======== Data for this exercise ========

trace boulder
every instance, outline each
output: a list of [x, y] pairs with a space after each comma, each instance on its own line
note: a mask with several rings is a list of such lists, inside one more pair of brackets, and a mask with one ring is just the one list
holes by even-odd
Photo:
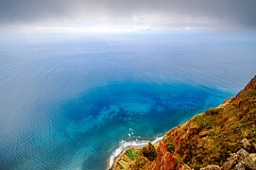
[[218, 165], [208, 165], [200, 170], [221, 170], [221, 168]]

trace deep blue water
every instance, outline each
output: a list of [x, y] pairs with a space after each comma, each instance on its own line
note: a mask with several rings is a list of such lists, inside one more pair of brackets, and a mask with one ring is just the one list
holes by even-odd
[[256, 74], [255, 32], [0, 35], [0, 169], [104, 169]]

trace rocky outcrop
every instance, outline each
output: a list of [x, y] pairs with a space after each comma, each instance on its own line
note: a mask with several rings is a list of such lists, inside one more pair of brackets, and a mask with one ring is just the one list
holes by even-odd
[[112, 169], [256, 170], [255, 147], [256, 76], [235, 97], [168, 131], [155, 159], [134, 148], [134, 160], [120, 155]]

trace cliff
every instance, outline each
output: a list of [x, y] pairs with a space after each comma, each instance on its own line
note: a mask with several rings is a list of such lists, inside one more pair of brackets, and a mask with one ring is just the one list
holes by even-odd
[[256, 76], [233, 98], [169, 130], [156, 144], [129, 148], [111, 169], [256, 170]]

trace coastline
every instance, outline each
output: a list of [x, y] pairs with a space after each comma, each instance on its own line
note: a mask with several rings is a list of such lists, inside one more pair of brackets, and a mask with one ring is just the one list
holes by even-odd
[[125, 154], [127, 150], [130, 148], [141, 149], [145, 145], [146, 145], [148, 143], [156, 144], [161, 140], [162, 140], [164, 135], [161, 137], [157, 137], [153, 141], [146, 141], [146, 140], [140, 140], [140, 141], [136, 140], [136, 141], [130, 141], [130, 142], [121, 141], [117, 148], [111, 152], [110, 158], [108, 159], [106, 169], [107, 170], [111, 169], [111, 167], [113, 166], [113, 163], [116, 162], [116, 159], [118, 159], [121, 155]]
[[[220, 109], [220, 108], [224, 108], [225, 106], [227, 106], [234, 97], [230, 97], [230, 98], [226, 98], [221, 104], [219, 104], [215, 109]], [[196, 115], [194, 115], [191, 119], [199, 116], [199, 115], [203, 115], [204, 112], [201, 113], [197, 113]], [[190, 120], [191, 120], [190, 119]], [[183, 126], [189, 123], [189, 121], [184, 122], [183, 124], [180, 124], [179, 126]], [[168, 132], [168, 131], [167, 131]], [[136, 141], [130, 141], [130, 142], [126, 142], [126, 141], [121, 141], [119, 144], [119, 146], [113, 150], [109, 158], [109, 160], [107, 161], [107, 166], [106, 169], [107, 170], [111, 170], [114, 164], [114, 162], [117, 162], [117, 159], [120, 158], [122, 155], [124, 155], [126, 153], [126, 151], [128, 151], [128, 149], [142, 149], [144, 146], [145, 146], [148, 143], [151, 143], [152, 144], [156, 144], [157, 143], [161, 142], [164, 135], [166, 135], [165, 132], [162, 136], [161, 137], [157, 137], [155, 140], [153, 141], [146, 141], [146, 140], [136, 140]]]

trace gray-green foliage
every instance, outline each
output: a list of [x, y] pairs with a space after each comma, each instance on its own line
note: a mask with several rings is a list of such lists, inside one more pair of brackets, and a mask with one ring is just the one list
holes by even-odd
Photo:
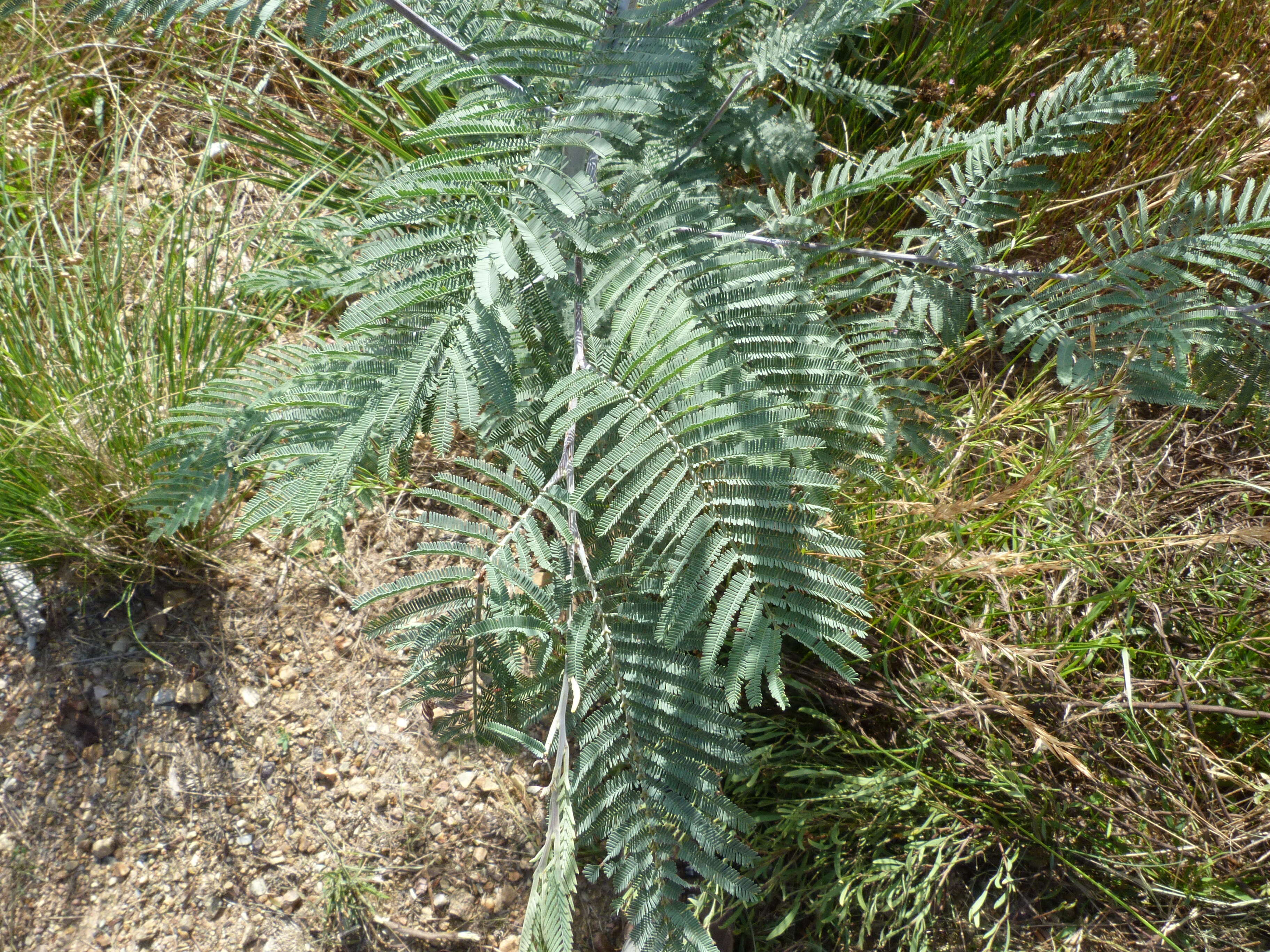
[[[1247, 268], [1266, 256], [1267, 193], [1125, 211], [1087, 232], [1096, 259], [1074, 274], [1005, 265], [998, 222], [1054, 188], [1041, 161], [1157, 95], [1132, 52], [1001, 123], [813, 168], [805, 116], [761, 90], [780, 77], [885, 113], [898, 90], [834, 57], [893, 4], [417, 9], [450, 48], [375, 4], [326, 38], [453, 107], [367, 197], [354, 255], [330, 242], [264, 278], [353, 302], [329, 338], [260, 354], [173, 414], [155, 527], [190, 524], [254, 471], [243, 531], [337, 536], [420, 432], [438, 452], [456, 429], [475, 438], [479, 456], [418, 490], [413, 555], [443, 567], [366, 594], [395, 599], [367, 632], [411, 652], [414, 701], [471, 697], [442, 729], [554, 759], [528, 948], [568, 946], [592, 850], [631, 948], [710, 949], [685, 864], [715, 894], [754, 892], [748, 819], [720, 792], [747, 762], [734, 712], [785, 702], [782, 645], [843, 675], [861, 656], [867, 605], [842, 567], [859, 552], [824, 517], [843, 470], [925, 444], [914, 371], [1005, 334], [1057, 353], [1073, 387], [1195, 401], [1195, 380], [1234, 380], [1247, 396], [1265, 334], [1240, 308], [1262, 292]], [[315, 5], [310, 27], [325, 17]], [[812, 241], [852, 198], [949, 160], [913, 195], [926, 223], [906, 250]]]

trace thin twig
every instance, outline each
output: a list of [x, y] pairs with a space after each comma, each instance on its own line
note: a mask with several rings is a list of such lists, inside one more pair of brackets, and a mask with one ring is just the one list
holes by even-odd
[[665, 25], [667, 27], [682, 27], [685, 23], [688, 23], [690, 20], [695, 20], [697, 17], [700, 17], [701, 14], [704, 14], [711, 6], [715, 6], [718, 3], [719, 3], [719, 0], [702, 0], [700, 4], [697, 4], [696, 6], [693, 6], [691, 10], [686, 10], [685, 13], [681, 13], [678, 17], [676, 17], [673, 20], [669, 20]]
[[932, 255], [914, 255], [907, 251], [878, 251], [871, 248], [851, 248], [848, 245], [831, 245], [823, 241], [795, 241], [794, 239], [773, 239], [754, 232], [738, 231], [700, 231], [697, 228], [681, 227], [679, 232], [692, 232], [714, 239], [732, 239], [747, 241], [751, 245], [765, 245], [767, 248], [798, 248], [803, 251], [837, 251], [838, 254], [853, 258], [875, 258], [881, 261], [899, 261], [902, 264], [925, 264], [931, 268], [949, 268], [952, 270], [974, 272], [975, 274], [991, 274], [996, 278], [1050, 278], [1057, 281], [1078, 281], [1088, 277], [1088, 272], [1033, 272], [1020, 268], [993, 268], [987, 264], [963, 264], [950, 261], [945, 258]]
[[749, 77], [753, 76], [753, 75], [754, 75], [754, 70], [747, 70], [745, 74], [739, 80], [737, 80], [737, 85], [732, 88], [732, 91], [728, 94], [728, 98], [723, 100], [723, 105], [719, 107], [718, 112], [715, 112], [715, 114], [710, 119], [710, 122], [706, 123], [706, 127], [704, 129], [701, 129], [701, 135], [697, 136], [697, 141], [693, 142], [692, 146], [688, 149], [688, 151], [685, 152], [683, 155], [681, 155], [676, 160], [674, 165], [671, 166], [671, 174], [672, 175], [676, 171], [678, 171], [679, 166], [683, 165], [683, 162], [687, 161], [687, 159], [688, 159], [690, 155], [692, 155], [695, 151], [697, 151], [701, 147], [701, 143], [706, 141], [706, 136], [710, 135], [710, 129], [712, 129], [715, 127], [715, 123], [719, 122], [719, 119], [723, 118], [723, 114], [725, 112], [728, 112], [728, 107], [732, 105], [732, 100], [735, 99], [740, 94], [742, 88], [747, 83], [749, 83]]
[[[386, 5], [391, 6], [394, 10], [396, 10], [399, 14], [405, 17], [406, 20], [418, 27], [431, 39], [443, 46], [446, 50], [452, 52], [460, 60], [464, 60], [465, 62], [476, 62], [476, 57], [467, 52], [467, 47], [465, 47], [458, 41], [453, 39], [452, 37], [447, 36], [446, 33], [441, 32], [437, 27], [428, 23], [428, 20], [417, 14], [405, 4], [403, 4], [401, 0], [382, 0], [382, 1]], [[498, 85], [503, 86], [504, 89], [512, 90], [513, 93], [525, 91], [525, 86], [522, 86], [511, 76], [504, 76], [502, 72], [491, 74], [490, 79], [493, 79]]]

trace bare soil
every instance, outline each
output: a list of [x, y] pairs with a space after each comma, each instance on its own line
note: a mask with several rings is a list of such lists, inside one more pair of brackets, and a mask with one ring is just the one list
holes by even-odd
[[[437, 743], [348, 611], [408, 570], [409, 528], [62, 593], [36, 655], [0, 619], [0, 948], [514, 952], [541, 765]], [[583, 913], [579, 946], [611, 948], [607, 902]]]

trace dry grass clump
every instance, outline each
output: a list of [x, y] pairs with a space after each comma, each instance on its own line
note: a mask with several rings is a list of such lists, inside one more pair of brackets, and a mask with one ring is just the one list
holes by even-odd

========

→ What is being asked
Rewrite everything from the line containing "trace deep blue water" down to the line containing "169], [256, 170]]", both ends included, with the requests kept as they are and 80 added to every coordinate in the answers.

→ Solution for this exercise
trace deep blue water
every instance, outline each
output: a list of [x, y] pairs with a space after each comma, each instance on its own line
note: a mask with several rings is a list of such lists, inside one more pair of brackets, and a mask with one ring is just the one list
holes by even-odd
[[336, 154], [335, 112], [80, 115], [80, 249], [184, 249]]

trace rocky outcrop
every instance, outline each
output: a list of [x, y] pairs with a space after each comma, each instance on its own line
note: a mask with several rings is a list of such lists, inside one more pair of brackets, and a mask with one ring is just the one list
holes by even-odd
[[192, 249], [336, 250], [335, 227], [336, 156], [315, 177], [248, 211], [235, 239], [214, 228], [214, 240], [200, 235]]

trace cliff
every instance, outline each
output: a list of [x, y] pairs with a space after each comma, each instance on its own line
note: a mask with several rings is a list of such lists, inside one more pair of brackets, and a mask with one ring is just the one list
holes by even-odd
[[336, 156], [313, 178], [249, 210], [236, 224], [209, 228], [191, 249], [336, 250]]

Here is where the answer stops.